■ **Instructions for the task**: In the excerpt on upper gastrointestinal bleeding in Korean patients with cirrhosis, how many tertiary medical centers admitted the study's patients?

*** Document segment ***

We previously reported improved survival in Korean patients with cirrhosis and variceal bleeding in a cohort within a single institution (15). However, there has been no nationwide survey to assess the prognosis of upper gastrointestinal (UGI) bleeding in cirrhotic patients and to assess whether they are appropriately managed in accordance with general standard guidelines for initial hemostasis, prevention of rebleeding, and antibiotic prophylaxis. Therefore, we conducted a multicenter cohort study to identify how UGI bleeds are managed in Korean patients with cirrhosis and to identify treatment outcomes.
MATERIALS AND METHODS
Patients and data collection
This multicenter, retrospective study included a total of 479 episodes of acute UGI bleeding in 464 patients with cirrhosis. Subjects were all patients with cirrhosis, consecutively admitted for hematemesis and/or melena between May and October 2005 at nine tertiary medical centers distributed throughout Korea. The medical records of enrolled patients were reviewed to obtain necessary demographic, clinical, laboratory, treatment, and follow-up data. Gender, age at diagnosis, etiology of cirrhosis, presence of ascites, portal vein thrombosis, hepatocellular carcinoma, and laboratory results at presentation (hemoglobin, leukocyte and platelet count, albumin, bilirubin, aspartate aminotransferase, alanine aminotransferase, alkaline phosphatase, hepatitis serological tests) were also identified. Further identified from the medical records were acute therapy for hemostasis, prophylactic therapy, and the amount of blood transfused. Diagnosis of cirrhosis was based on a previous liver biopsy or on compatible clinical, laboratory and imaging findings. Source of bleeding was classified with endoscopic findings as variceal (esophageal or gastric varices), nonvariceal (portal hypertensive gastropathy; esophageal, gastric or duodenal ulcers; Mallory-Weiss syndrome; sclerotherapy/banding-induced ulcerations), or undefined (that is, unidentified source of bleeding or no endoscopy). In addition, time intervals from start of bleeding to hospital admission, from admission to endoscopy, and from start of bleeding to endoscopy were reviewed. All patients were followed up to the time of death or 42 days from admission. For patients who had multiple hospitalizations for UGI bleeding during the study period, rebleeding after 42 days of index bleed was considered as a new episode. The size of esophageal varices was classified according to the criteria of Beppu et al. (16). The classification of gastric varices was based on criteria by Sarin et al. (17). The hepatic function of patients at admission was graded according to the Child-Pugh classification (4).

*** End of Document segment ***
*** Supplied data ***

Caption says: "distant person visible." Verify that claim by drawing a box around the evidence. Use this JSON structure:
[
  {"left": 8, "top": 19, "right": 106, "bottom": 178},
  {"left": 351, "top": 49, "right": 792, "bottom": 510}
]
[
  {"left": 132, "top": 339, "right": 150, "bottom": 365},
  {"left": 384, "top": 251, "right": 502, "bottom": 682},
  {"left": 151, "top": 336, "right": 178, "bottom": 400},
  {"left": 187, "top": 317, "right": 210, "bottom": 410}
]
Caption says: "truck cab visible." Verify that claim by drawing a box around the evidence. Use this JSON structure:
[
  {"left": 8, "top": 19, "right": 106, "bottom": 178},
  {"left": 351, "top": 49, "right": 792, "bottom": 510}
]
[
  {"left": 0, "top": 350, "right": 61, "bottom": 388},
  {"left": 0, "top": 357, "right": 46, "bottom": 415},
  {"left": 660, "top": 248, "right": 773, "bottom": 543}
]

*** End of Supplied data ***

■ **Written answer**: Nine tertiary medical centers.